▶ [Description of the task]
Reproduce the data below line for line, with no changes.
- - -
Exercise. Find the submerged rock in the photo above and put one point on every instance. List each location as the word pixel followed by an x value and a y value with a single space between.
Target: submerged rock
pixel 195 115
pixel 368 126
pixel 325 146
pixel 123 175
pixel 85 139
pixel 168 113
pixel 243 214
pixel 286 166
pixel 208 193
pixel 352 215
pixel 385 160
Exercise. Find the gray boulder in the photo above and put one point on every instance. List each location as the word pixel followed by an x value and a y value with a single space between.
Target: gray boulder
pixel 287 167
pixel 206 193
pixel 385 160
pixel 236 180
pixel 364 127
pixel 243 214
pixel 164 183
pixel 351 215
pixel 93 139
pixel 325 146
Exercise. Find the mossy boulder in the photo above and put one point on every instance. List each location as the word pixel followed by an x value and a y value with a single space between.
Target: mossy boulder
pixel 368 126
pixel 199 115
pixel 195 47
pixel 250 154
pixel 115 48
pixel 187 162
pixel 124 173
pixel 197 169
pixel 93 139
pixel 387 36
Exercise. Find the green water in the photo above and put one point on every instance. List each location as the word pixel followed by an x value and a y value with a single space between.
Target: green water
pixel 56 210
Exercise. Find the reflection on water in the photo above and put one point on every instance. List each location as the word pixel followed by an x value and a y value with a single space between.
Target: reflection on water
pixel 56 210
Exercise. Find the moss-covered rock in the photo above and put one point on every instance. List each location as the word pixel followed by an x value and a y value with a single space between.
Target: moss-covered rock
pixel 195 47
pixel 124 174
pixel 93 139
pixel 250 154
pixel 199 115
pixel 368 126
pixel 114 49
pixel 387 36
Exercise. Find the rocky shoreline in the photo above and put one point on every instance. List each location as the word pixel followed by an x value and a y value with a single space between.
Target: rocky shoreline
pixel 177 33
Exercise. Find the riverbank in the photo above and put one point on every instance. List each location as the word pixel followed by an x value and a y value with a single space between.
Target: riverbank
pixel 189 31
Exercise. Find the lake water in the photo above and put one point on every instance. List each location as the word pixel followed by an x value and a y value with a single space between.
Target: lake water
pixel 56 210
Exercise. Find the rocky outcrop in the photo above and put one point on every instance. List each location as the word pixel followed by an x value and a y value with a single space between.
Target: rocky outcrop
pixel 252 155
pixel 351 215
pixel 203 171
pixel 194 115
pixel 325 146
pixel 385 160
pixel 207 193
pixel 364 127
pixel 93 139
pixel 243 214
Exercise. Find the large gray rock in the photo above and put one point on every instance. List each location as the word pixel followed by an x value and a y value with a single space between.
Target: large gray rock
- - -
▶ [Exercise solution]
Exercise. Find the submerged rock in the photo above and put one point on every instance. List each location as the word pixel followed by an x value and a y value with a single space between.
Target: submerged rock
pixel 195 115
pixel 368 126
pixel 325 146
pixel 123 175
pixel 85 139
pixel 168 113
pixel 243 214
pixel 286 166
pixel 208 193
pixel 352 215
pixel 385 160
Exercise. Find the gray boulder in the photo above and put one point on every instance. List each location as the word pixel followed by an x value and a y value with a single space between.
Target: gray boulder
pixel 287 167
pixel 206 193
pixel 385 160
pixel 236 180
pixel 364 127
pixel 243 214
pixel 164 183
pixel 351 215
pixel 93 139
pixel 325 146
Exercise. Find the mossy boulder in the photo above and put one point on every instance. List each location as the word pixel followed by an x value and a y value with a single space between.
Target: mossy boulder
pixel 368 126
pixel 199 115
pixel 195 47
pixel 250 154
pixel 115 48
pixel 187 162
pixel 124 173
pixel 197 169
pixel 93 139
pixel 387 36
Exercise. Find the green water in the photo above and put one point on every instance. List each location as the word pixel followed by an x value and a y value with a single space between.
Target: green water
pixel 56 210
Exercise. Find the reflection on water in the photo above and put one point on every instance. List each location as the word pixel followed by an x value and a y value with a single space between.
Target: reflection on water
pixel 56 210
Exercise. Find the moss-covered rock in the photo above and put one point on every instance. List each location as the word pixel followed by an x value and a y value with a single space between.
Target: moss-covered rock
pixel 195 47
pixel 124 174
pixel 93 139
pixel 250 154
pixel 199 115
pixel 368 126
pixel 114 49
pixel 387 36
Exercise. Find the rocky shoreline in the photo above and put one point on every instance. List each location as the word pixel followed by an x value and a y value with a single space between.
Target: rocky shoreline
pixel 177 33
Exercise. Find the riverbank in the photo above and put one point on every instance. List each location as the word pixel followed by an x value and a y value with a single space between.
Target: riverbank
pixel 189 31
Exercise. Find the lake water in the photo above and put one point on every instance. List each location as the word pixel followed by an x value and a y value with a single space between.
Target: lake water
pixel 56 210
Exercise. Find the rocky outcrop in the photo above and put one point on every instance. List each location as the word pixel followed by an x value and a y value with a single space between.
Target: rocky outcrop
pixel 252 155
pixel 351 215
pixel 203 171
pixel 194 115
pixel 325 146
pixel 385 160
pixel 207 193
pixel 364 127
pixel 93 139
pixel 243 214
Exercise. Find the large gray rock in the photo above and put one point on every instance. List each location as the word pixel followed by an x value and a y value with a single space between.
Target: large gray rock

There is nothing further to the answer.